§ EXCERPTED TEXT
Here is a response from former DeKalb school board chair Eugene Walker to his loss in federal court today:
By Eugene Walker
I am dismayed but not deterred, following our setback in federal court Monday. I respectfully but wholeheartedly disagree with the judge’s decision, and I plan to continue to seek justice through the court system until this matter with the Governor is resolved. This is why:
I was born in Thomaston, a small town in Upson County Georgia. The indignity of segregation and racism was the backdrop of my youth. I swore at that time that I would stand up for my rights no matter the cost. I have not swayed from the self commitment, and virtually all my adult life has been dedicated to service to my fellow man, with a special dedication to education.
I preface this to explain, again, why I am obligated to engage the governor in the court system. It is morally abhorrent to sit idly by and allow the usurping of the one man one vote rights that has been bought and paid with the blood, sweat and tears of my generation. It is imperative that public servants preserve and protect the constitution and adhere to all laws, including the precept of a citizens’ right to choose their representative government. With the current assault of Section V of the voting rights act and the perpetual gerrymandering to disenfranchise races of people, I am compelled to employ every means available to me to protect citizens’ rights. The governor is using SACS and the State Board of Education as a hammer and chisel to chip away at the progress we have made.
No one on the DeKalb County Board of Education, myself included, has committed a crime or misappropriated, misused or misspent funds entrusted to us. Quite the opposite: We have served with honesty and integrity. In fact, this board under the severe stress by the downturn of the economy has worked tirelessly to provide a quality education to our children with a minimum amount of adverse impact on the homeowners of this county. It has not been easy, and there has not always been a consensus. There is no crime in that, rather it is an inherent ingredient in the democratic process.
I don’t feel the governor is personally attacking me. This is not about Eugene Walker. When I step aside through my own actions or through the wisdom of the electorate, I believe I will ultimately be judged on my legacy as an educator, coach, administrator, state senator, state commissioner, pardon and parole board member, in addition to my role now as a school board member. I believe the greatest gift I can bequeath to the children of this school system at this time is a contemporary lesson on civics, civil liberties and standing up for what is right.
If this unconstitutional act is to stand, then what is next? It will only be a matter of time before another constitutional right will be taken away by another wayward and self-perpetuating politico under the guise of the greater good. Minorities should not feel secure if contrived allegations from anonymous sources with hidden agendas can go to private agencies and to have their civil rights stolen away. This cannot and shall not be allowed to stand.
Leadership calls for tough and sometimes unpopular decisions. Such it is with standing up to the power brokers who seek to systematically erode, divide and conquer the voting strength of partisan and racial minorities. If I lose, so be it. But I cannot and will not go down without a fight on the principles at stake here.
–From Maureen Downey, for the AJC Get Schooled blog
176 comments Add your comment
Pat & Mike
March 5th, 2013
6:27 pm
DeKalb School Watch has published “Why Jester and Speaks Did Not Resign from DeKalb School Board.”
Ella
March 5th, 2013
7:01 pm
I used to teach in DeKalb County and there used to be a set policy of the DeKalb County School Board that indicated if charges are brought against you as an employee of the school board then the school board will pay for legal representation. However, I have taught in the school system for at least 10 years so this may have changed since then.

§ STATED EXERCISE 1
Retype the listing from its first line up to and including the line with "x=698 y=352".
Walker's statement and the listing that comes after it are unrelated to each other.

§ INFORMATION SHOWN
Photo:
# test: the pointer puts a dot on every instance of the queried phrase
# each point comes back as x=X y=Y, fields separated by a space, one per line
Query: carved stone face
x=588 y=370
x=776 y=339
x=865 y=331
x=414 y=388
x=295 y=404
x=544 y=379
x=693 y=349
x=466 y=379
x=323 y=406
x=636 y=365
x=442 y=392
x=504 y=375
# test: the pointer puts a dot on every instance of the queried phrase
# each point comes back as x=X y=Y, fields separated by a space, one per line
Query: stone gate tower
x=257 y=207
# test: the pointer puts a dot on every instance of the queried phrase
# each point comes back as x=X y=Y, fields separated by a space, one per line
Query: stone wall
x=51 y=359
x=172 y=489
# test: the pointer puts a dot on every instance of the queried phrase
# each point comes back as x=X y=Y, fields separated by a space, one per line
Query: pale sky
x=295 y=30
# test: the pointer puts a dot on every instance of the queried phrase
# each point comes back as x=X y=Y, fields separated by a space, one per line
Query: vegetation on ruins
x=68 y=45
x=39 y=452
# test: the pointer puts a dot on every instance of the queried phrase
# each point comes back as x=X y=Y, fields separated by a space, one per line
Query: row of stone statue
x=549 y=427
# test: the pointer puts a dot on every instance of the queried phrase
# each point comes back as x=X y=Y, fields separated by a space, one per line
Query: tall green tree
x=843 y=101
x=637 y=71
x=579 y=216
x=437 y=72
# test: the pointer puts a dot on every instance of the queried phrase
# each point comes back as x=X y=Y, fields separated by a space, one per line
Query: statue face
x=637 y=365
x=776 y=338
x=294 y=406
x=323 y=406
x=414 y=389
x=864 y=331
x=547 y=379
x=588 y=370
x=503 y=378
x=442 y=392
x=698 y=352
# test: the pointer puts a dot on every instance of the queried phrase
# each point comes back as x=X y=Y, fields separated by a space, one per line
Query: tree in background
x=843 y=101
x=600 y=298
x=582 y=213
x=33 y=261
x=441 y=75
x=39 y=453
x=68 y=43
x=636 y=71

§ STATED EXERCISE 2
In Walker's statement, why does he say he is obligated to take on the governor in the courts? Answer in one to three sentences.

§ TASK SOLUTION 1
Photo:
# test: the pointer puts a dot on every instance of the queried phrase
# each point comes back as x=X y=Y, fields separated by a space, one per line
Query: carved stone face
x=588 y=370
x=776 y=339
x=865 y=331
x=414 y=388
x=295 y=404
x=544 y=379
x=693 y=349
x=466 y=379
x=323 y=406
x=636 y=365
x=442 y=392
x=504 y=375
# test: the pointer puts a dot on every instance of the queried phrase
# each point comes back as x=X y=Y, fields separated by a space, one per line
Query: stone gate tower
x=257 y=207
# test: the pointer puts a dot on every instance of the queried phrase
# each point comes back as x=X y=Y, fields separated by a space, one per line
Query: stone wall
x=51 y=359
x=172 y=489
# test: the pointer puts a dot on every instance of the queried phrase
# each point comes back as x=X y=Y, fields separated by a space, one per line
Query: pale sky
x=295 y=30
# test: the pointer puts a dot on every instance of the queried phrase
# each point comes back as x=X y=Y, fields separated by a space, one per line
Query: vegetation on ruins
x=68 y=45
x=39 y=452
# test: the pointer puts a dot on every instance of the queried phrase
# each point comes back as x=X y=Y, fields separated by a space, one per line
Query: row of stone statue
x=549 y=427
# test: the pointer puts a dot on every instance of the queried phrase
# each point comes back as x=X y=Y, fields separated by a space, one per line
Query: tall green tree
x=843 y=101
x=637 y=71
x=579 y=216
x=437 y=72
# test: the pointer puts a dot on every instance of the queried phrase
# each point comes back as x=X y=Y, fields separated by a space, one per line
Query: statue face
x=637 y=365
x=776 y=338
x=294 y=406
x=323 y=406
x=414 y=389
x=864 y=331
x=547 y=379
x=588 y=370
x=503 y=378
x=442 y=392
x=698 y=352

§ TASK SOLUTION 2
He says it would be morally abhorrent to sit idly by while the one man one vote rights that his generation paid for with blood, sweat and tears are taken away. He adds that public servants must preserve and protect the constitution, including citizens' right to choose their representative government.